Updated on June 29, 2013
Brother Charlie's Spearfishing Haul Four UHU (Parrotfish) and Two Kala (Sturgeonfish)
Brother Charlie's Spearfishing Haul Four UHU (Parrotfish) and Two Kala (Sturgeonfish) | Source

Reel Life Heroes

My wife and I carefully maneuvered the stairs and then the foyer of the movie theater and headed for the exit, our eyes slowly adjusting to the post-movie transition into the light of the late southeast Washington afternoon.

For the last two and a half hours, we had watched the red-caped Man of Steel figure out who and what he was just in time to save Earth from the villainy of the last remaining people from his world of origin.

The reviews have been harsh. Personally, I liked the movie. Unlike the majority of movie critics, I had not gone into the experience expecting a parallel of the rejuvenated Batman as Dark Knight genre. It is true that the movie attempted to cover too much ground. The action was hyper-extended. What mattered to me the most were the character development scenes--Jonathan Kent (Kevin Costner) counseling his confused adopted son, Clark; Superman (Henry Cavill) conversing with his Kryptonian father (Russell Crowe); Lois Lane (Amy Adams) interviewing Superman, and other scenes that were void of over the top action.

These were the scenes that hinged on how well the chemistry of the actors and their raw acting talent would help the audience members engage in willing suspension of disbelief for over two hours.

This, of course, is REEL LIFE. There will be the obligatory sequels that will improve upon the weak points. I truly believe that the next Man of Steel installment will focus on the character development scenes. And that's when Superman will really fly!

In REAL LIFE, character development takes place day after day. Heroism isn't as obvious, not until we pan away from the details and adopt a big picture perspective.

The concept of heroes remained a fixture in my mind for several days after watching the movie. What I felt was reminiscent of those moments in my youth upon closing a book and feeling sad that the literary drama had come to an end. It's a yearning to find that proverbial X-factor in real life that I can hang onto, reveling in the joy that the phenomena of happy endings, good triumphing over evil, and heroes need not be relegated to the world of make-believe.

Great Fishing All Along the Island's Perimeter

Aku and Ahi (Bonito and Yellow Fin Tuna)
Aku and Ahi (Bonito and Yellow Fin Tuna) | Source

Real Life Heroes

They love the ocean with a fierce devotion.

They are well-educated from both blood and calabash (related spiritually, not genetically) ancestors in the ways of the ancient Polynesian natives.

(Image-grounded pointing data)
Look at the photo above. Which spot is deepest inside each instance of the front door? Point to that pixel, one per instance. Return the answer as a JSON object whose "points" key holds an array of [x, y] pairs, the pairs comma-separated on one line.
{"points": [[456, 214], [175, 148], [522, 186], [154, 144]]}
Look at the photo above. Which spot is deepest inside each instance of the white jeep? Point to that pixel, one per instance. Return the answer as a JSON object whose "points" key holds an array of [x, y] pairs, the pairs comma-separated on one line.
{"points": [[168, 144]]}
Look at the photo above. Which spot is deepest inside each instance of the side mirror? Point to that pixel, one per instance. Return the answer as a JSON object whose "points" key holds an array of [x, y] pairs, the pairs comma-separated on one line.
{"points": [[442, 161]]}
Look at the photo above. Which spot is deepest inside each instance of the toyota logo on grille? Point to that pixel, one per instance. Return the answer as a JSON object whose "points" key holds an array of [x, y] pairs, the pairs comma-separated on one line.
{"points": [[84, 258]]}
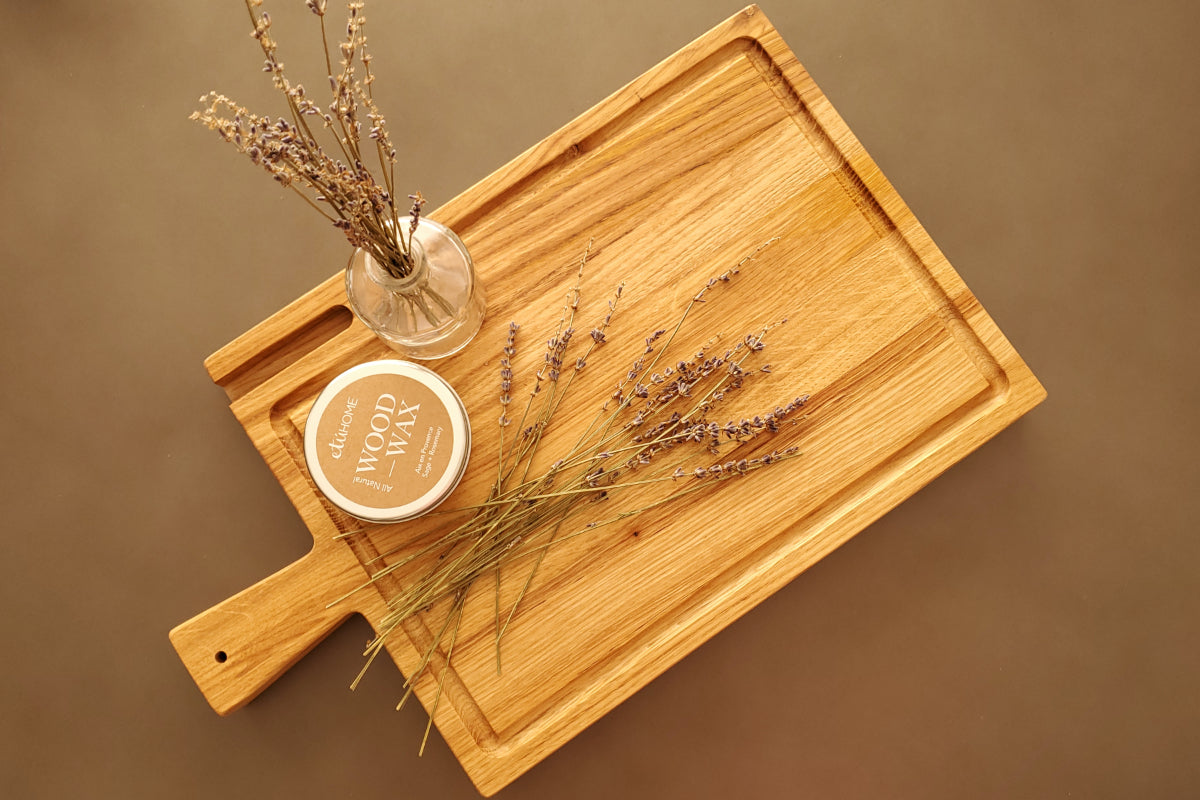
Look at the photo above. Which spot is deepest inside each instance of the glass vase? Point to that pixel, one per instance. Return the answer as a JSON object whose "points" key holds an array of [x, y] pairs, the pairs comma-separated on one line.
{"points": [[430, 313]]}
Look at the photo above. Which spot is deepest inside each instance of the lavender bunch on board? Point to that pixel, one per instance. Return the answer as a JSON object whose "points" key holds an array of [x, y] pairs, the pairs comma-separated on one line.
{"points": [[658, 428], [337, 182]]}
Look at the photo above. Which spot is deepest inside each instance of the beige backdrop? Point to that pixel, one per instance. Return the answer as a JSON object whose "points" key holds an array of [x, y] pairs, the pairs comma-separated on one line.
{"points": [[1025, 626]]}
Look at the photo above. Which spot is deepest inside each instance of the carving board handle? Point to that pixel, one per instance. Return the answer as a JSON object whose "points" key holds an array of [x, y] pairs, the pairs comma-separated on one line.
{"points": [[240, 647]]}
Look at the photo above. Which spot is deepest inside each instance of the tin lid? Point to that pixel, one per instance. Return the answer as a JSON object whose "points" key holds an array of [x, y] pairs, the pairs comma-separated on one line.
{"points": [[387, 440]]}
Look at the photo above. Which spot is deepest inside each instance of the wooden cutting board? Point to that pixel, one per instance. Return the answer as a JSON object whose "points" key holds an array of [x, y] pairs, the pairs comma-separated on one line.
{"points": [[725, 145]]}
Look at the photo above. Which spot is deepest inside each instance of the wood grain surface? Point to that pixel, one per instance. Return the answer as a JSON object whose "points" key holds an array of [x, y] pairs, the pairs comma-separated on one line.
{"points": [[673, 179]]}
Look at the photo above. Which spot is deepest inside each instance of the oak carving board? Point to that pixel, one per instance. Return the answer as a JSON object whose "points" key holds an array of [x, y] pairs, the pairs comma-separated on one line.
{"points": [[721, 148]]}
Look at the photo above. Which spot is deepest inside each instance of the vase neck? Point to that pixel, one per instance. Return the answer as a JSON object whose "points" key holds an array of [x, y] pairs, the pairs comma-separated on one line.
{"points": [[417, 276]]}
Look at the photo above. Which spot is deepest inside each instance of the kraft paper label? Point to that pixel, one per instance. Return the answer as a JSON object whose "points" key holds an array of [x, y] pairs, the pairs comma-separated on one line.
{"points": [[384, 440]]}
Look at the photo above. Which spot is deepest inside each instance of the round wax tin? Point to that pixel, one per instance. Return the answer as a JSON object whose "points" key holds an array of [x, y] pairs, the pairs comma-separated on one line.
{"points": [[387, 440]]}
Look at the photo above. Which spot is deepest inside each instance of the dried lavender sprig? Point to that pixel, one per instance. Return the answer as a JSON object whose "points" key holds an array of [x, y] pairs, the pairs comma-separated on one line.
{"points": [[364, 210]]}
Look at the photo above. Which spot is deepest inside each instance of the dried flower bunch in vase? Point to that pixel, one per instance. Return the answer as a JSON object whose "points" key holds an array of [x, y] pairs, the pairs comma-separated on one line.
{"points": [[411, 280]]}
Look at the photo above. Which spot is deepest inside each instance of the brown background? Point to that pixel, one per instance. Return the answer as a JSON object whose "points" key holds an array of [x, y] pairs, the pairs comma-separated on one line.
{"points": [[1025, 626]]}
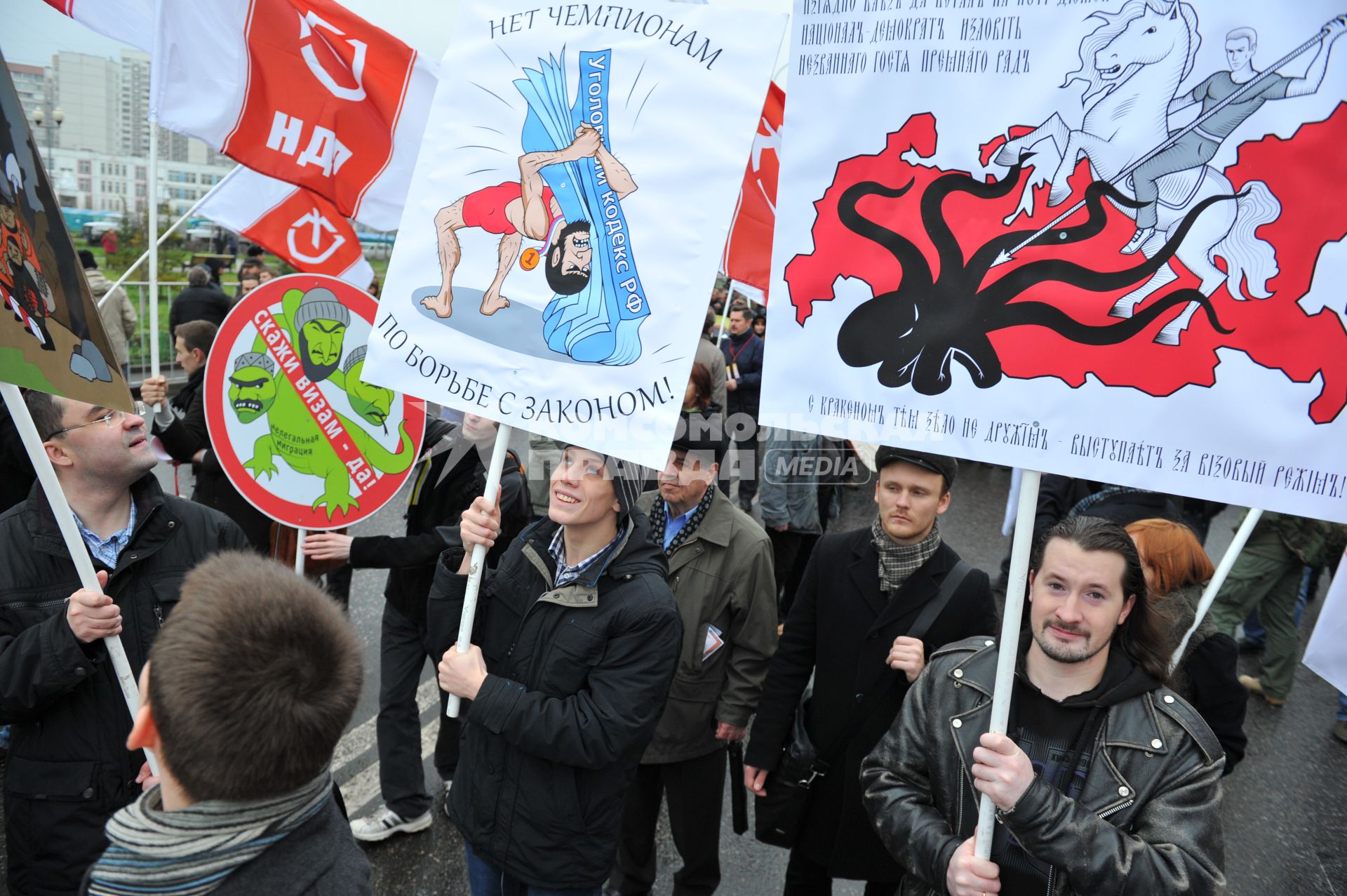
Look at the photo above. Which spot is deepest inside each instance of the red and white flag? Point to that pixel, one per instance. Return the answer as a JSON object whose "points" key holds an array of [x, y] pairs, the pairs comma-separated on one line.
{"points": [[302, 91], [126, 20], [293, 222], [748, 250]]}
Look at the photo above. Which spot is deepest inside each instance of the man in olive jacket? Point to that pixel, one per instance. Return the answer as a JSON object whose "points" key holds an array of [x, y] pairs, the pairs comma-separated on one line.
{"points": [[721, 575], [575, 642]]}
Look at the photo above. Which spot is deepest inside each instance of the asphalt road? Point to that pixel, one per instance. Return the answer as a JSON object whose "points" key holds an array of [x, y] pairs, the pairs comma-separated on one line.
{"points": [[1284, 809]]}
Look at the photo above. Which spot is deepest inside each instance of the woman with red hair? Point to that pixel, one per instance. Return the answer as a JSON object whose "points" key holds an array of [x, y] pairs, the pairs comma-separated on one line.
{"points": [[1177, 569]]}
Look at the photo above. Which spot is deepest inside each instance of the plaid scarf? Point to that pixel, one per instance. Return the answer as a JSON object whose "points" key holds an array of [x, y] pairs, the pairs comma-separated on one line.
{"points": [[900, 561], [659, 519], [193, 850]]}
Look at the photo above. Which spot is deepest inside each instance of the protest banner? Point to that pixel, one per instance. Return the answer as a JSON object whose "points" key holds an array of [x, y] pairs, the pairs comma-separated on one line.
{"points": [[293, 420], [51, 338], [568, 215], [748, 251], [302, 91], [941, 293], [295, 224]]}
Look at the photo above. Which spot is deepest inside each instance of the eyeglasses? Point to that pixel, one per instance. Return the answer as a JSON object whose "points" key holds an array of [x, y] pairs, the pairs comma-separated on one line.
{"points": [[108, 420]]}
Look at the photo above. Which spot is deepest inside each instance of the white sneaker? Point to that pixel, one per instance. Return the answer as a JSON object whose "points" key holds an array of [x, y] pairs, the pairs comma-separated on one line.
{"points": [[386, 822]]}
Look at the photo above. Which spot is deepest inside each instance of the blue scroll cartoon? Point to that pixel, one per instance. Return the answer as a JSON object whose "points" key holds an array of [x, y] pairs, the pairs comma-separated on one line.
{"points": [[598, 301]]}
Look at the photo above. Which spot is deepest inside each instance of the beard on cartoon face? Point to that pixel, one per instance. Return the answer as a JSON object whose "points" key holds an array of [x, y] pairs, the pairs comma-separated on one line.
{"points": [[251, 392]]}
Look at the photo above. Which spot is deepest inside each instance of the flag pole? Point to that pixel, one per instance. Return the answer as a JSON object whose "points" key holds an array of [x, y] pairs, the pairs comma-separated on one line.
{"points": [[74, 544], [1218, 578], [154, 241], [158, 243], [300, 551], [1010, 639], [478, 562]]}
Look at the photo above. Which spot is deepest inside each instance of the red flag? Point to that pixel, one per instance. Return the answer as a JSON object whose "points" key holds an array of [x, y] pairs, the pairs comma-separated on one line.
{"points": [[748, 251], [293, 222], [302, 91]]}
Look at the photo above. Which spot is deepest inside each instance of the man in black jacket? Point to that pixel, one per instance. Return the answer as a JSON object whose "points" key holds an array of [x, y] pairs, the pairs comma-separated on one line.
{"points": [[181, 426], [201, 301], [850, 627], [574, 647], [1105, 783], [450, 476], [246, 802], [69, 767], [744, 387]]}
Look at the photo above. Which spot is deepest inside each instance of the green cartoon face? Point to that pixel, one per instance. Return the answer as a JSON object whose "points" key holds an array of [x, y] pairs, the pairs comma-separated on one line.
{"points": [[321, 342], [370, 402], [251, 392]]}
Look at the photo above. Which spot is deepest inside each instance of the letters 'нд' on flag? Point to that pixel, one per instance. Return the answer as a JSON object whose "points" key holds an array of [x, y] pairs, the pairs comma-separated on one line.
{"points": [[304, 92], [51, 337], [293, 222], [748, 251], [130, 22]]}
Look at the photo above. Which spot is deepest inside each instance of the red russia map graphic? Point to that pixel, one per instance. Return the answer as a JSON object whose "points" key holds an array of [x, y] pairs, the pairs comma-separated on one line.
{"points": [[1275, 333]]}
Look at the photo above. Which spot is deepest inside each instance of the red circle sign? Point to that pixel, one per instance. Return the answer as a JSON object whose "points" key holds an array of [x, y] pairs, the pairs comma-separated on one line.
{"points": [[297, 430]]}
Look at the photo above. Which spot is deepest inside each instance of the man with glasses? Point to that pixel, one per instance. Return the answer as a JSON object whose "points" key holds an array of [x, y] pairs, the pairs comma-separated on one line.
{"points": [[69, 767]]}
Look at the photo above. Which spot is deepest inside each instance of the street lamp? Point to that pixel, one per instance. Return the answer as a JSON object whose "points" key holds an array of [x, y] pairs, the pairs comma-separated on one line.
{"points": [[57, 118]]}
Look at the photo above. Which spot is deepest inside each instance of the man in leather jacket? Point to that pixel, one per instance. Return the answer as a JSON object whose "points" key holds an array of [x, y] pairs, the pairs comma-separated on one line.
{"points": [[1106, 783]]}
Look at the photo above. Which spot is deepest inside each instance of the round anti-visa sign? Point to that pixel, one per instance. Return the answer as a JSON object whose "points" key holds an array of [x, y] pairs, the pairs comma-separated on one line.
{"points": [[297, 429]]}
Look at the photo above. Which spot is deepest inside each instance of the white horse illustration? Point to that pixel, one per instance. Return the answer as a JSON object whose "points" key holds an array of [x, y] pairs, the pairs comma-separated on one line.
{"points": [[1133, 65]]}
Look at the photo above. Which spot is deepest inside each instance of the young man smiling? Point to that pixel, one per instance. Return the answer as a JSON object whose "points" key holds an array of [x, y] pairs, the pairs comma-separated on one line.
{"points": [[861, 624], [575, 643], [1106, 783]]}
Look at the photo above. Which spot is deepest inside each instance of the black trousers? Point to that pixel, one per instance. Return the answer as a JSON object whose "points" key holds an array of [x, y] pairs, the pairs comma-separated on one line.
{"points": [[807, 878], [694, 789], [402, 657]]}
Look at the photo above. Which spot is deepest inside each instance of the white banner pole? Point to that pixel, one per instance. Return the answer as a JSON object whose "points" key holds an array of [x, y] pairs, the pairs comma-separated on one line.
{"points": [[74, 544], [300, 551], [158, 243], [1209, 594], [478, 562], [1010, 639]]}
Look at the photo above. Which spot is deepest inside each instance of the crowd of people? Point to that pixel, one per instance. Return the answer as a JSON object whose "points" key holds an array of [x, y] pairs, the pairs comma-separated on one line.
{"points": [[640, 636]]}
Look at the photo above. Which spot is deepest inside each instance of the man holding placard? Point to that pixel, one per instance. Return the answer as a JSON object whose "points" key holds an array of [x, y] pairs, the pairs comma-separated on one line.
{"points": [[69, 768], [575, 644], [1106, 783]]}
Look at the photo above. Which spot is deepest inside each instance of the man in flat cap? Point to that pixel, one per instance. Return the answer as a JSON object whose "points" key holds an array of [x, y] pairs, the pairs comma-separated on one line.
{"points": [[875, 603]]}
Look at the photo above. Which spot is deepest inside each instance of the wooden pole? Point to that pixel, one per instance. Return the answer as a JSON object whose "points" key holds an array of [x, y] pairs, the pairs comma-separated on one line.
{"points": [[478, 562]]}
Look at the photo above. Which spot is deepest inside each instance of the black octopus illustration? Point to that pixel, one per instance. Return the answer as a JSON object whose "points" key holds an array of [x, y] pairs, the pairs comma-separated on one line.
{"points": [[916, 330]]}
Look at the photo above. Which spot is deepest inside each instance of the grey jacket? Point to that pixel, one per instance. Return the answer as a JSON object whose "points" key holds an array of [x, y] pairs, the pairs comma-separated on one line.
{"points": [[1146, 821], [790, 490], [721, 575]]}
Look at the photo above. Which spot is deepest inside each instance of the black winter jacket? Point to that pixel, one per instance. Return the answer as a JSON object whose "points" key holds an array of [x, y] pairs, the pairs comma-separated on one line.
{"points": [[69, 767], [577, 681], [1146, 822], [199, 304], [186, 436], [841, 629], [317, 859], [433, 519]]}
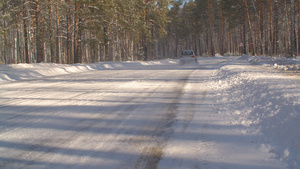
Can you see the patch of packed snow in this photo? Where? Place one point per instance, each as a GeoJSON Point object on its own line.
{"type": "Point", "coordinates": [257, 105]}
{"type": "Point", "coordinates": [282, 63]}
{"type": "Point", "coordinates": [22, 71]}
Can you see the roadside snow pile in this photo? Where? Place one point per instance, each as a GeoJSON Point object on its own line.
{"type": "Point", "coordinates": [282, 63]}
{"type": "Point", "coordinates": [266, 103]}
{"type": "Point", "coordinates": [17, 72]}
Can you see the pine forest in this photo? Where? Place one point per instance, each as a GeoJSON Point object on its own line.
{"type": "Point", "coordinates": [89, 31]}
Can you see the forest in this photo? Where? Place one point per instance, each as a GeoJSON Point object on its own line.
{"type": "Point", "coordinates": [89, 31]}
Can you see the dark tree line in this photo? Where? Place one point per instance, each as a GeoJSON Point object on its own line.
{"type": "Point", "coordinates": [87, 31]}
{"type": "Point", "coordinates": [254, 27]}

_Required actions:_
a. In the piece on reel life and real life heroes, which actor plays Jonathan Kent?
b. Carry on writing the piece on reel life and real life heroes, starting right after its final sentence.

_Written responses:_
a. Kevin Costner

b.
They awaken in the pre-dawn hours, their very souls set to the Automatic Pilot Who quietly urges them from their dreams, Who whispers in the trade winds that it's time to get ready, and Who arouses their vigilance with the sound of the multi-colored rooster, the scent of orchid, pikake, and plumeria wafting through the window screen, and the taste of ginger and garlic--and, for some, maybe even beer--in their mouths from last night's late meal.

They prepare their gear, lovingly attentive to each and every detail. Their equipment, most of it having weathered hundreds of dives, are like mistresses to these men. Upon the proper functioning of each mask, each speargun, each spear, each pair of fins, each wetsuit, and all other tools of the diving trade rests their success. They know they will be treated well if they take good care of their diving gear.

If they have families, they quietly kiss their wives and children, careful to take a lingering look just in case the sea decides to keep them for an extended visit today. There is time for a private prayer or moment of meditation asking for grace, for safety, and for a good catch. These men struggle to make a living, and they are very dependent on the ocean to supplement their paycheck to paycheck existence. They vow that they will do everything in their power to ensure a better life for their children.

If they are bachelors, they pat their dog on the head or pet their cat. They silently whisper, "I love you!" to their nuclear as well as extended family members. And, just as they do after their diving, in their own unique spiritual way, they acknowledge the Maker and thank Him for the joy of the simple life they live.

Each heroic diver has his own ritual, but it all amounts to the same thing--a spirit of aloha and mahalo for the natural abundance of the islands.

And like island soldiers marching to a very laid back drummer who pauses to grab a riceball--the kind with the ume (sour pickled red plum) in the middle--they make their move. Slowly. But always with a definite goal in mind.

It's more than just diving, after all. It's about the perpetuation.

UA MAU KE EA O KA AINA I KA PONO.

The life of the land is perpetuated in righteousness.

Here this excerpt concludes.